▶ **SHORT TASK A**
Extract the part of the interview transcript below starting with "My mother was" and going on through "a matter of...", copying it word for word.

▶ **EXCERPT PROVIDED**
START

I don't know how we get over it, but we do.

We're all from the British aristocracy,
except David Gilmour.

- All our mothers are countesses...
- And dukes and duchesses.

My mother was nouveau riche
and bought all the equipment.

When Syd left the group,
we went to David's mother and said,

"We'd like your son to join us.
You'll have to front a lot of equipment."

And that's how we got all our equipment.
It is very easy. It's just a matter of...

- So anybody can do it?
- They have to have a great deal of money.

- You don't need anything else.
- No talent, no musical ability.

No musical training required.

That's what they said to Berlioz.
And he got all those singers together.

That's what they said to Beethoven.
He only carried on because he was deaf.

- Yeah, right. Berlioz is...
- He thought, "I'll get an echo chamber..."

"A thousand musicians and put them all
in a big church. And a thousand singers."

- It's got to sound good.
- Do you think you need any talent at all?

END

▶ **SHORT TASK B**
In the listing, switch "stone" to "brick" in the lines starting with the line with "point: stone bridge" and going on through the line with "point: distant hill". Return only those lines, leaving everything else in them unchanged.

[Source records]
START

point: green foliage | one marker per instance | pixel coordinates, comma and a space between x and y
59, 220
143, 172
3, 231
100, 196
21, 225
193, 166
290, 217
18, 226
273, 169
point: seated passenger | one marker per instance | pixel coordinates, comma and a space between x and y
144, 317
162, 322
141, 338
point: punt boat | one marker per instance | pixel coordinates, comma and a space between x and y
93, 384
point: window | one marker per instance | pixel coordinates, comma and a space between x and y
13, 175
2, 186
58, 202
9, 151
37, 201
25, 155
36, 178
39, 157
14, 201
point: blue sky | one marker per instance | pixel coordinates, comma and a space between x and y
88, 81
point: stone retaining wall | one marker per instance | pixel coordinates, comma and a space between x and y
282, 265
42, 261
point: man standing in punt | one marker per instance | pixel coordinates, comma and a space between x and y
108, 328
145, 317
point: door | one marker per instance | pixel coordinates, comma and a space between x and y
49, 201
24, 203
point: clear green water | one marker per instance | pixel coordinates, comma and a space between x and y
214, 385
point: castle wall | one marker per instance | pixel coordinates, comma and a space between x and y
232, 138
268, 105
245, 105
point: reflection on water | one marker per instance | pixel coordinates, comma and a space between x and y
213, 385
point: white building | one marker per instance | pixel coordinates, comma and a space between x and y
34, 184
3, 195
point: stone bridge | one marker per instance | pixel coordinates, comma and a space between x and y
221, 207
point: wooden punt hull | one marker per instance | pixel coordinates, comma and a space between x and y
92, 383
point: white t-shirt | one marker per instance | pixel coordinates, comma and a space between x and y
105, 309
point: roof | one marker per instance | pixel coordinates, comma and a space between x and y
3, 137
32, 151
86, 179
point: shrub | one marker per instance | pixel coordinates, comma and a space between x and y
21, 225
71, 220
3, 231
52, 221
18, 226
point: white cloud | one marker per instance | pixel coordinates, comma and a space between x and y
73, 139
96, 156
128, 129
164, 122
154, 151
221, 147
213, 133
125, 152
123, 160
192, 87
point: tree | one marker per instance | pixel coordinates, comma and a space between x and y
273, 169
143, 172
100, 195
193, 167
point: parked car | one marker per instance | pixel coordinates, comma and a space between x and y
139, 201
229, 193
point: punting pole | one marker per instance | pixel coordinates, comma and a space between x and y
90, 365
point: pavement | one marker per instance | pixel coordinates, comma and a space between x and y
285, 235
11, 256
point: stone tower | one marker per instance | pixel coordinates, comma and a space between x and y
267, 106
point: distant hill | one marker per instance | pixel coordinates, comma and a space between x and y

END
START

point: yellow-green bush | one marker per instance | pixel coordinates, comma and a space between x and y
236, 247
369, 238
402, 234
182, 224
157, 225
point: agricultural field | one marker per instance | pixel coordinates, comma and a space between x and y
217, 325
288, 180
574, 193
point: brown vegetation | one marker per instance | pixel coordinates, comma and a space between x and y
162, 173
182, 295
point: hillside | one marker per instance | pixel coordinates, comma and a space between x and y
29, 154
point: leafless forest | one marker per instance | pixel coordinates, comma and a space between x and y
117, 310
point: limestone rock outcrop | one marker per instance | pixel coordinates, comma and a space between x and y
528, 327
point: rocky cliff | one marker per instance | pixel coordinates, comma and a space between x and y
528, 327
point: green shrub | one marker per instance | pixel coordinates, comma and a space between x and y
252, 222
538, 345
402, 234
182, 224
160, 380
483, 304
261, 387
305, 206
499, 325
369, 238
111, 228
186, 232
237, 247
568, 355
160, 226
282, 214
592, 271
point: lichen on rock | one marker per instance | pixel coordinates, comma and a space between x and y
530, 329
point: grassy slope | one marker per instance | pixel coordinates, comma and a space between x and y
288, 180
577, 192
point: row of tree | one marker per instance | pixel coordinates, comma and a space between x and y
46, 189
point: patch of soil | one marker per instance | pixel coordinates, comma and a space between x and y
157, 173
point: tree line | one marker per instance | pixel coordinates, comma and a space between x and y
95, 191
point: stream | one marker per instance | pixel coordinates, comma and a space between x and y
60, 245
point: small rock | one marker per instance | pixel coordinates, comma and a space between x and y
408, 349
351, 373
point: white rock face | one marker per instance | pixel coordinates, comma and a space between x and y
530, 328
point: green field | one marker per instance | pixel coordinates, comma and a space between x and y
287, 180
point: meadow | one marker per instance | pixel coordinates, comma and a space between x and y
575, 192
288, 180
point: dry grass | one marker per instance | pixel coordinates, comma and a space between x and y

END
START

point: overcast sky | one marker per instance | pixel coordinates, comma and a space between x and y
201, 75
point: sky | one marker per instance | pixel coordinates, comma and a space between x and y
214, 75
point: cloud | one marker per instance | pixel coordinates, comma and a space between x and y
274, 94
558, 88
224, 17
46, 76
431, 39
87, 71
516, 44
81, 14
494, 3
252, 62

END

▶ **RESPONSE A**
My mother was nouveau riche
and bought all the equipment.

When Syd left the group,
we went to David's mother and said,

"We'd like your son to join us.
You'll have to front a lot of equipment."

And that's how we got all our equipment.
It is very easy. It's just a matter of...

▶ **RESPONSE B**
point: brick bridge | one marker per instance | pixel coordinates, comma and a space between x and y
221, 207
point: wooden punt hull | one marker per instance | pixel coordinates, comma and a space between x and y
92, 383
point: white t-shirt | one marker per instance | pixel coordinates, comma and a space between x and y
105, 309
point: roof | one marker per instance | pixel coordinates, comma and a space between x and y
3, 137
32, 151
86, 179
point: shrub | one marker per instance | pixel coordinates, comma and a space between x and y
21, 225
71, 220
3, 231
52, 221
18, 226
point: white cloud | one marker per instance | pixel coordinates, comma and a space between x and y
73, 139
96, 156
128, 129
164, 122
154, 151
221, 147
213, 133
125, 152
123, 160
192, 87
point: tree | one marker per instance | pixel coordinates, comma and a space between x and y
273, 169
143, 172
100, 195
193, 167
point: parked car | one marker per instance | pixel coordinates, comma and a space between x and y
139, 201
229, 193
point: punting pole | one marker per instance | pixel coordinates, comma and a space between x and y
90, 365
point: pavement | one marker per instance | pixel coordinates, comma and a space between x and y
285, 235
11, 256
point: brick tower | one marker per instance | pixel coordinates, comma and a space between x and y
267, 106
point: distant hill | one marker per instance | pixel coordinates, comma and a space between x and y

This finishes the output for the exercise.